- _LESETEXT_
# # # #

© JUNGE FREIHEIT Verlag GmbH & Co. www.jungefreiheit.de 51/06 15. Dezember 2006

BRIEF AUS BRÜSSEL
Von wegen "kein Automatismus"
Andreas Mölzer

Die Europäische Union scheint aus der überhasteten Erweiterungsrunde 2004 nichts gelernt zu haben. Damals wurden gleich zehn Staaten aufgenommen, obwohl bei manchen bezüglich der EU-Reife mehr als berechtigte Zweifel bestanden. Und nun strebt Brüssel mit Ende des Jahres 2007 die Ausweitung des Schengener Abkommens auf die Neumitglieder an, was den Wegfall der Kontrollen an den Grenzen zu diesen zur Folge hätte.

Ob aber die zehn "Schengen-reif" sind, spielt eine bestenfalls untergeordnete Rolle. Schließlich müsse das Ziel sein - so verlautbarte es die finnische Ratspräsidentschaft -, die Kontrollen an den Grenzen zwischen den alten und den neuen Mitgliedstaaten "so rasch wie möglich abzubauen". Für Erwägungen, die Sicherheit der Bürger zu gewährleisten, findet sich bei dieser Eile kein Platz. Zwar haben die neuen EU-Staaten bei der Sicherung der EU-Außengrenzen bereits bedeutende Fortschritte erzielt, aber dennoch bleibt noch ein großer Verbesserungsbedarf bestehen.

So wurden beispielsweise laut dem österreichischen Verteidigungsministerium im laufenden Jahr per Stichtag 18. September im Rahmen des Assistenzeinsatzes des Bundesheeres an den Grenzen zu Ungarn und zur Slowakei 1.640 illegale Grenzgänger auf österreichischem Staatsgebiet aufgegriffen und weitere 450 am illegalen Grenzübertritt gehindert. Und wie vielen Illegalen die Einreise in den Schengen-Raum gelungen ist, darüber kann allenfalls spekuliert werden.

# # # #

- _AUFGABEN_
1: Übernehmen Sie aus dem Lesetext wortgetreu den Abschnitt von "BRIEF AUS BRÜSSEL" bis "zur Folge hätte.".
2: Übersetzen Sie diesen Satz aus dem Text über die Schengen-Erweiterung ins Englische: "Für Erwägungen, die Sicherheit der Bürger zu gewährleisten, findet sich bei dieser Eile kein Platz."
3: Schreiben Sie den Text über die geplante Schengen-Erweiterung im Anschluss an seinen letzten Satz weiter.

# # # #

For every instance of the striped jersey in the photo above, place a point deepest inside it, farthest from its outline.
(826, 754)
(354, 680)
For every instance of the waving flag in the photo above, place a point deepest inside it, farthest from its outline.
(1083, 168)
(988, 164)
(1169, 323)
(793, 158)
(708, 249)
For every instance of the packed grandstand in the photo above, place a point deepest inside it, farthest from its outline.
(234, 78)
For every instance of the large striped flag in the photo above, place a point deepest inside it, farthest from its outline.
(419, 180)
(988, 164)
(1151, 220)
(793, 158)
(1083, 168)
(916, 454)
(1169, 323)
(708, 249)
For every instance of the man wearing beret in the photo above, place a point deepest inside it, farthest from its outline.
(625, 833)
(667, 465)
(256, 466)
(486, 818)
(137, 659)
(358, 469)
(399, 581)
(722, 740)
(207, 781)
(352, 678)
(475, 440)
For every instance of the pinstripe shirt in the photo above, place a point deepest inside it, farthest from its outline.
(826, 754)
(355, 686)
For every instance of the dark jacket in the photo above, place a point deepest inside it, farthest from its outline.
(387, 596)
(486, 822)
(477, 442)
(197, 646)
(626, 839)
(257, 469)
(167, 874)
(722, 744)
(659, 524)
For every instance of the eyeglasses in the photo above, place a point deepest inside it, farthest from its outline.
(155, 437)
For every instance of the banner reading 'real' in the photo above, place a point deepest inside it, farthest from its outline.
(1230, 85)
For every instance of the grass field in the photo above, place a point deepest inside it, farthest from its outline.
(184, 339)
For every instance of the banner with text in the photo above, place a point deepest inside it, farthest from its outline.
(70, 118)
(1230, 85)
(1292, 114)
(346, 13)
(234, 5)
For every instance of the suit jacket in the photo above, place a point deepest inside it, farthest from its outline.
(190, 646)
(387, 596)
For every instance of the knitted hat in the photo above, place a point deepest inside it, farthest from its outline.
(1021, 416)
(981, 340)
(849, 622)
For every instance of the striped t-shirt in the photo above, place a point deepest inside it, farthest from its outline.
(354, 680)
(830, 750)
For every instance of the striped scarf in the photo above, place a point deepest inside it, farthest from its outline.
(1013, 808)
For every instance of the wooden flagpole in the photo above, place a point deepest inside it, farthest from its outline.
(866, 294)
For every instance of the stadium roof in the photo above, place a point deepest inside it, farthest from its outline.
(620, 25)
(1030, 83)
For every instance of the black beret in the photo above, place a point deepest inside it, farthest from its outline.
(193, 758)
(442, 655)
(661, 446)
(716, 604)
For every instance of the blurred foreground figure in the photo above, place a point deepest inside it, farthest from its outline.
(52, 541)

# # # #

- _LÖSUNGEN_
1:
BRIEF AUS BRÜSSEL
Von wegen "kein Automatismus"
Andreas Mölzer

Die Europäische Union scheint aus der überhasteten Erweiterungsrunde 2004 nichts gelernt zu haben. Damals wurden gleich zehn Staaten aufgenommen, obwohl bei manchen bezüglich der EU-Reife mehr als berechtigte Zweifel bestanden. Und nun strebt Brüssel mit Ende des Jahres 2007 die Ausweitung des Schengener Abkommens auf die Neumitglieder an, was den Wegfall der Kontrollen an den Grenzen zu diesen zur Folge hätte.

2: In this haste, there is no room for considerations of ensuring the safety of citizens.

3:
Wenn nun - wie die EU-Innenminister beschlossen - nach einer halbjährigen Probephase über den endgültigen Wegfall der Grenzkontrollen entschieden werden soll, dann handelt es dabei um eine Beruhigungspille für die zu Recht besorgten Bürger. Denn wenn die Einhaltung der hohen Schengen-Standards nicht gewährleistet wird, dann droht vor allen voran den wohlhabenden Mitgliedern wie Deutschland oder Österreich eine neue Welle an illegalen Zuwanderern sowie ein Kriminalitätsimport ungeahnten Ausmaßes.

Ebenso wie die Schengen-Reife aller neuen EU-Mitglieder binnen Jahresfrist darf die Ankündigung bezweifelt werden, daß es bei der Ausweitung des Schengener Abkommens keinen Automatismus gäbe. Schließlich veranschaulicht eine ganze Reihe von Beispielen wie jüngst die Beitrittsverhandlungen mit der Türkei, daß die EU-Polit-Nomenklatura, wenn sie einen Weg erst einmal eingeschlagen hat, diesen auch um jeden Preis zu Ende geht. Und dafür, daß es bei der Schengen-Erweiterung keinen Weg zurück mehr geben wird, werden auch die neuen EU-Länder sorgen, die bereits jetzt Druck auf die alten ausüben.

Natürlich dürfen die neuen EU-Mitgliedstaaten nicht grundsätzlich von der Teilnahme am Schengener Abkommen ausgeschlossen werden. Aber ein Beitritt darf erst dann erfolgen - egal, wie viele Jahre das dauern kann -, wenn sie auch wirklich in der Lage sind, die EU-Außengrenzen zu sichern. Bereits heute ist Brüssel mit der Sicherung der Außengrenzen heillos überfordert, wie der Massenansturm illegaler Zuwanderer aus Afrika auf die Kanaren oder Lampedusa zeigt. In dieser Lage eine neue Flanke an den östlichen Grenzen zu eröffnen, wäre daher nichts anderes als eine Einladung an die Dritte Welt, noch stärker als bisher nach Europa zu strömen.

 

Andreas Mölzer ist Chefredakteur der Wiener Wochenzeitung "Zur Zeit" und seit 2004 FPÖ-Europaabgeordneter.